All records that follow are to be restated exactly.

++++ STORED DATA

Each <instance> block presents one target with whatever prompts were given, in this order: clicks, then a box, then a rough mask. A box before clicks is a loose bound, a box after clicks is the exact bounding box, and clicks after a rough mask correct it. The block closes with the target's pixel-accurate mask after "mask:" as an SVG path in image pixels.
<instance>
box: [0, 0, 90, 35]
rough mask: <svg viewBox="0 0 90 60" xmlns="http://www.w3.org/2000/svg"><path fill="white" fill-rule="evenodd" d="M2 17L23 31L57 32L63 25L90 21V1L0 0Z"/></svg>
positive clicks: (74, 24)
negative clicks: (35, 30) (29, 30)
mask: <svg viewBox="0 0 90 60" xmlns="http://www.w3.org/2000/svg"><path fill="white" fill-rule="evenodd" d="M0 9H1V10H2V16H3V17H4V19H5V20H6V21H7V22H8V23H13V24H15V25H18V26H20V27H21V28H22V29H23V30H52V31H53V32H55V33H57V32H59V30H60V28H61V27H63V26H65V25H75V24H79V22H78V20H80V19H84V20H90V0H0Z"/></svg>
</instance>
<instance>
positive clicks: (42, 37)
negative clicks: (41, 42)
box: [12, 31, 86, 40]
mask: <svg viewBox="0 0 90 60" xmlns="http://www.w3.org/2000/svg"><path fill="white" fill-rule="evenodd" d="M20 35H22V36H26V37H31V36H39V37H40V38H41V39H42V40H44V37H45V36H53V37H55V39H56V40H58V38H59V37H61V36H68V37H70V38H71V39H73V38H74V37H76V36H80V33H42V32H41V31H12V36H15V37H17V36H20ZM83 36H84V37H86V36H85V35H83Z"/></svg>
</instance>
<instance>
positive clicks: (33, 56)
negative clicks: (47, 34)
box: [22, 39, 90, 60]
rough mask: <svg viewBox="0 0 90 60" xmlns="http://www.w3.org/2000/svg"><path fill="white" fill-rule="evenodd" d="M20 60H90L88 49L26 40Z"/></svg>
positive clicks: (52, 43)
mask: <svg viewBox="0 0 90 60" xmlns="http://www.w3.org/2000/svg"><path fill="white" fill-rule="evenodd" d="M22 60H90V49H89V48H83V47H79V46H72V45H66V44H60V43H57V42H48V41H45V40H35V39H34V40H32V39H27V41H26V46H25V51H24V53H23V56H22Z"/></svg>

++++++++

◆ **TASK ANSWER**
Each <instance> block presents one target with whatever prompts were given, in this order: clicks, then a box, then a rough mask. A box before clicks is a loose bound, a box after clicks is the exact bounding box, and clicks after a rough mask correct it. The block closes with the target's pixel-accurate mask after "mask:" as an SVG path in image pixels.
<instance>
box: [0, 0, 90, 35]
rough mask: <svg viewBox="0 0 90 60" xmlns="http://www.w3.org/2000/svg"><path fill="white" fill-rule="evenodd" d="M2 17L23 31L57 32L63 25L90 21V1L0 0Z"/></svg>
positive clicks: (74, 24)
negative clicks: (35, 30) (29, 30)
mask: <svg viewBox="0 0 90 60" xmlns="http://www.w3.org/2000/svg"><path fill="white" fill-rule="evenodd" d="M0 9H1V10H2V16H3V17H4V19H5V20H6V21H7V22H8V23H13V24H15V25H18V26H20V27H21V28H22V29H23V30H52V31H53V32H55V33H57V32H59V30H60V28H61V27H63V26H65V25H75V24H79V22H78V20H80V19H84V20H90V0H0Z"/></svg>
</instance>
<instance>
positive clicks: (42, 37)
negative clicks: (41, 42)
box: [12, 31, 86, 40]
mask: <svg viewBox="0 0 90 60" xmlns="http://www.w3.org/2000/svg"><path fill="white" fill-rule="evenodd" d="M20 35H22V36H26V37H31V36H39V37H40V38H41V39H42V40H44V37H45V36H53V37H55V39H56V40H58V38H59V37H61V36H68V37H70V38H71V39H73V38H74V37H76V36H80V33H42V32H41V31H12V36H15V37H17V36H20ZM83 36H84V37H86V36H85V35H83Z"/></svg>
</instance>
<instance>
positive clicks: (33, 56)
negative clicks: (47, 34)
box: [22, 39, 90, 60]
rough mask: <svg viewBox="0 0 90 60" xmlns="http://www.w3.org/2000/svg"><path fill="white" fill-rule="evenodd" d="M20 60H90L88 49L26 40Z"/></svg>
positive clicks: (52, 43)
mask: <svg viewBox="0 0 90 60" xmlns="http://www.w3.org/2000/svg"><path fill="white" fill-rule="evenodd" d="M22 60H90V49H89V48H83V47H79V46H72V45H66V44H60V43H57V42H48V41H45V40H35V39H34V40H32V39H27V41H26V46H25V51H24V53H23V56H22Z"/></svg>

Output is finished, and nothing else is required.